### SOURCE RECORDS

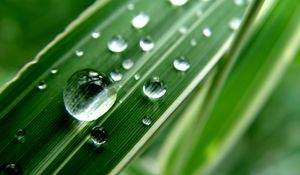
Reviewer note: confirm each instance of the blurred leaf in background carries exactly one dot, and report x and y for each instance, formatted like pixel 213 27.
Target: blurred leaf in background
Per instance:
pixel 272 144
pixel 27 26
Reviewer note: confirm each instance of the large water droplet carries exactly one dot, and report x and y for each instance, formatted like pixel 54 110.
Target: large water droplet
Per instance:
pixel 140 20
pixel 116 75
pixel 98 136
pixel 11 169
pixel 42 85
pixel 235 23
pixel 207 32
pixel 146 44
pixel 117 44
pixel 88 95
pixel 127 64
pixel 178 2
pixel 79 53
pixel 147 121
pixel 193 42
pixel 95 35
pixel 20 135
pixel 181 64
pixel 130 6
pixel 154 89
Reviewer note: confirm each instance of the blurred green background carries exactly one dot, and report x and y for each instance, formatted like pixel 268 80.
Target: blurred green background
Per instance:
pixel 270 147
pixel 27 26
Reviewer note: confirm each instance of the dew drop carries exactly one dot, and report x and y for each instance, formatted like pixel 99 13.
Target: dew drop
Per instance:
pixel 182 30
pixel 193 42
pixel 88 95
pixel 140 20
pixel 130 6
pixel 178 2
pixel 207 32
pixel 42 85
pixel 235 23
pixel 116 75
pixel 54 71
pixel 146 44
pixel 127 64
pixel 79 53
pixel 239 2
pixel 199 13
pixel 11 169
pixel 95 35
pixel 20 135
pixel 137 76
pixel 98 136
pixel 181 64
pixel 147 121
pixel 154 89
pixel 117 44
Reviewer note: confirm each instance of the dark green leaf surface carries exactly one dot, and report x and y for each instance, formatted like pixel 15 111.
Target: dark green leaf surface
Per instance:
pixel 261 63
pixel 55 142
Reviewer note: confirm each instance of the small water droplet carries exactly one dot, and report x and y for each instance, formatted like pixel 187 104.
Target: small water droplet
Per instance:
pixel 140 20
pixel 88 95
pixel 20 135
pixel 239 2
pixel 98 136
pixel 181 64
pixel 130 6
pixel 137 76
pixel 79 53
pixel 146 44
pixel 127 64
pixel 116 75
pixel 154 89
pixel 193 42
pixel 54 71
pixel 199 13
pixel 207 32
pixel 95 35
pixel 178 2
pixel 42 85
pixel 235 23
pixel 147 121
pixel 182 30
pixel 117 44
pixel 11 169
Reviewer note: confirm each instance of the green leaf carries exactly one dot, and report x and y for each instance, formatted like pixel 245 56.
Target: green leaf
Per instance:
pixel 261 63
pixel 57 143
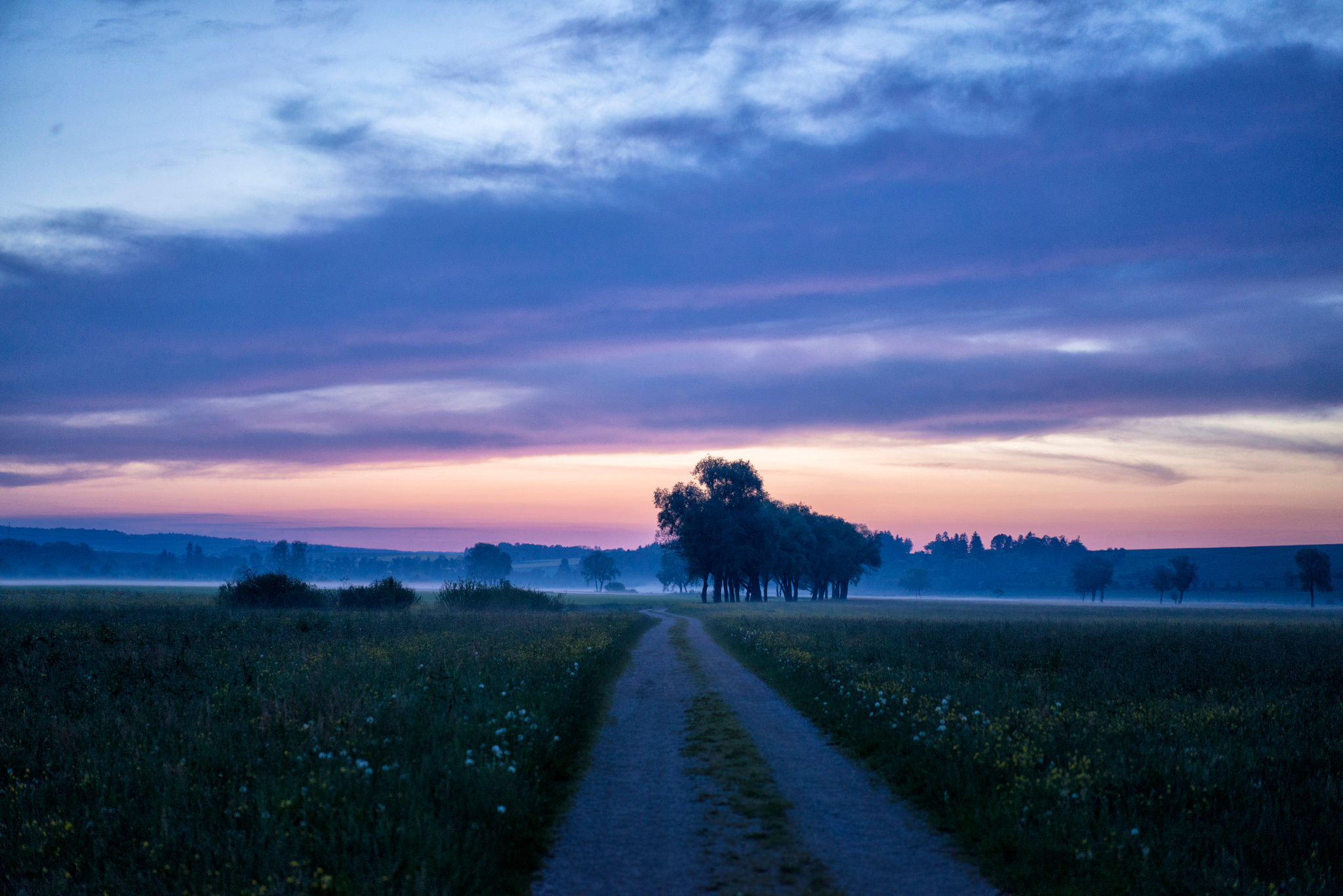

######

WRITTEN PROBLEM ->
Retype the records above line for line with no changes, omitting the pictures.

WRITTEN RESPONSE ->
Reviewer note: confirm each instance of the blurred leaf in background carries exactly one dot, and report x and y for each instance, formatted like pixel 213 27.
Target: blurred leaf in background
Per instance:
pixel 272 144
pixel 27 26
Reviewer note: confirm each instance of the large water droplet carries exactly one dot, and report x and y for each instance, formatted like pixel 54 110.
Target: large water droplet
Per instance:
pixel 140 20
pixel 116 75
pixel 98 136
pixel 11 169
pixel 42 85
pixel 235 23
pixel 207 32
pixel 146 44
pixel 117 44
pixel 88 95
pixel 127 64
pixel 178 2
pixel 79 53
pixel 147 121
pixel 193 42
pixel 95 35
pixel 20 135
pixel 181 64
pixel 130 6
pixel 154 89
Reviewer note: confirm each instance of the blurred green background carries exactly one dot, and report x and y for each instance, formatted like pixel 268 80.
Target: blurred green background
Per instance:
pixel 270 147
pixel 27 26
Reviewer note: confirm each instance of the dew drop carries exactly one dot, and report x and y for each instance, formatted like pixel 99 13.
Target: dew drop
Per instance:
pixel 182 30
pixel 193 42
pixel 88 95
pixel 140 20
pixel 130 6
pixel 178 2
pixel 207 32
pixel 42 85
pixel 235 23
pixel 116 75
pixel 54 71
pixel 146 44
pixel 127 64
pixel 79 53
pixel 239 2
pixel 199 13
pixel 11 169
pixel 95 35
pixel 20 135
pixel 137 76
pixel 98 136
pixel 181 64
pixel 147 121
pixel 154 89
pixel 117 44
Reviewer note: confirm each instance of the dark green leaf surface carries exactly one dot, and report x and y for each instance, formatted like pixel 15 111.
Target: dark green leaf surface
Per instance:
pixel 261 63
pixel 55 142
Reviewer note: confirm each instance of the small water droplet carries exactly one dot, and report x and y for each instance, formatted like pixel 187 104.
Target: small water droplet
Per instance:
pixel 140 20
pixel 88 95
pixel 20 135
pixel 239 2
pixel 98 136
pixel 181 64
pixel 130 6
pixel 137 76
pixel 79 53
pixel 146 44
pixel 127 64
pixel 116 75
pixel 154 89
pixel 193 42
pixel 54 71
pixel 199 13
pixel 207 32
pixel 95 35
pixel 178 2
pixel 42 85
pixel 235 23
pixel 147 121
pixel 182 30
pixel 117 44
pixel 11 169
Reviewer note: confirm each instance of the green leaf carries exactly one dot, and report x and y for each instance, formatted like pixel 245 56.
Target: green leaf
Per instance:
pixel 261 63
pixel 57 143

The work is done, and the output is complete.